Text block:
Velez told members she hoped to present details on the global waiver in the next two weeks.
State officials are still planning the overhaul, according to Brand, who represents 13 agencies active in Atlantic, Cape May, Cumberland and Ocean counties, including Atlanticare HomeCare.
In addition to the waiver, the panel considered a second plank of Christie's Medicaid reorganization: The state has proposed saving $240 million by transferring 121,000 low-income disabled or senior citizens who now receive Medicaid into a managed-care program, under an arrangement where the state would want HMOs to handle services for the aged, blind or disabled.
The state also plans to cut state reimbursement to nursing homes. But because the state has not finalized any arrangement for these changes, even with the budget due for passage by July 1, healthcare leaders said they felt uninformed
"We have not been given a timeline of how this is meant to work," Ianni said.
Around 17 percent of patients who receive treatment through Atlanticare Regional Medical Center are eligible for Medicaid, said Atlanticare spokeswoman Jennifer Tornetta.
But Medicaid reimbursement covers just 66 percent of the medical center's costs for providing care, she said: "Hospitals are already woefully underpaid by Medicaid."
"Until we have details on the proposal, we don't know how it will affect hospitals," Tornetta said in a statement about Christie's budget. While Medicaid needs to be more efficient and cost-effective, she said access to service effectively reduced healthcare costs in some patients' cases, where preventative and outpatient care helped to manage chronic conditions.
"Otherwise, their care ends up being costlier in total -- even with cuts -- since they end up in the Emergency Department or as a hospital inpatient for conditions that could have been prevented or managed earlier in a less costly care setting," she explained.
The panel brought its own ideas for how to streamline Medicaid, including agreeing on a fully automated registration.
That would be timely, given that federal healthcare reform, which was passed in 2010 and is currently being phased in, would rely on expanding Medicaid in every state.
"Under healthcare reform, 300,000 New Jersey residents could become eligible for Medicaid," Ianni said.
The unspoken challenge would be to make Christie's proposed shifts while the Medicaid population would be growing, she added.

Stored data:
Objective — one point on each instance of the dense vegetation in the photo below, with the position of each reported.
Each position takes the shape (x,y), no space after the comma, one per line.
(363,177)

Assignment: Continue the report on New Jersey's Medicaid overhaul from where it stops.

Answer to this task:
While Christie's budget would make significant and unprecendented changes to Medicaid, the state is not alone.
In Washington, Health and Human Services Secretary Kathleen Sebelius sent a letter last month to 33 governors, offering what she called "new tools and resources to achieve both short-term savings and longer term sustainability" under Medicaid.
The letter was in response to the governors' request that Sebelius lift a provision of the healthcare reform law that stops states from trimming Medicaid rolls ahead of the law's full rollout in 2014.
Federal Republican lawmakers are also considering shifting Medicaid payments to a block-grant system.
Paul Langevin, president of the Health Care Association of New Jersey, said that change alone would "mean less money for states" - quite apart from any changes Christie had proposed.
New Jersey also lost $1.1 billion in federal stimulus funds for Medicaid that lapsed this fiscal year. The state also says it will not reimburse the $107 million still due to reimburse Medicare prescription programs for serving patients with dual eligibility for Medicaid and Medicare.
Looking at the sketchy details of the overall proposals, Assemblywoman Bonnie Watson Coleman, D-Mercer reacted angrily.
If lawmakers can't take care of the poor and the neediest, she said, "I don't know what the hell we're doing here."
Assemblyman Jay Webber, R-Morris, said Watson Coleman was wrongly claiming a state of emergency for healthcare provision.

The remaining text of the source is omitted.